Task statement
Rescale everything from the line containing "cake shown in this photo, matching this sample?" down to the line containing "point(328, 504)", both ends included, and write those lines out again with the requests. Multiply each coordinate in the answers by 0.65 and round to whole numbers with halves going up, leaving the numbers in the requests unchanged, and give only those lines.

**** Data extract

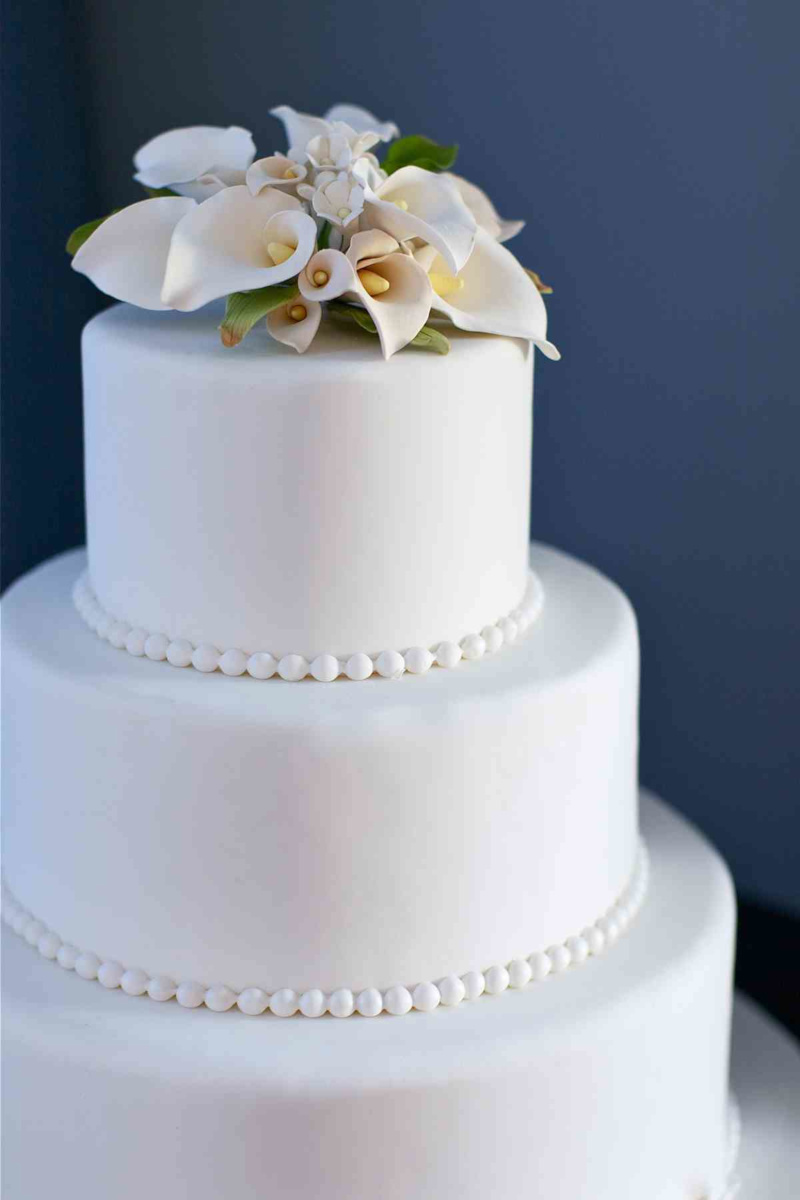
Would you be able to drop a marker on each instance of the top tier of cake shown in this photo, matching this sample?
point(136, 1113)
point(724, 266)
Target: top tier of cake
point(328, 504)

********
**** Data extract

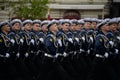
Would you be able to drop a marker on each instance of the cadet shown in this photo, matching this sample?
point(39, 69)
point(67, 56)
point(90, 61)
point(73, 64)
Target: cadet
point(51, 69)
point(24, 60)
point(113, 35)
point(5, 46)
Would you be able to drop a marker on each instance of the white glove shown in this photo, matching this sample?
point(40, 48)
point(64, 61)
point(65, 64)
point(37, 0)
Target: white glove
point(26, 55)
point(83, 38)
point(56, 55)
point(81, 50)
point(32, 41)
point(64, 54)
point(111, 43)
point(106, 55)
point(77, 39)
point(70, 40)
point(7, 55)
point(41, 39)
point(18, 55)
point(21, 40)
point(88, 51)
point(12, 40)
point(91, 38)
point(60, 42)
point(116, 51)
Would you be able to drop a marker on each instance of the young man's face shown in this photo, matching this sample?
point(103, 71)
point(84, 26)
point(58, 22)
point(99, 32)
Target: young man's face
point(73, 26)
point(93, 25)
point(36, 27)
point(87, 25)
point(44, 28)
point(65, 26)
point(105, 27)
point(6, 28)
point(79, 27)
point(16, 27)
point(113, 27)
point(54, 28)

********

Output of the task
Would you be able to drop a marker on each instance of the top tier of cake shown in this photo, matching this sample?
point(136, 1113)
point(724, 266)
Target: top tier of cake
point(213, 328)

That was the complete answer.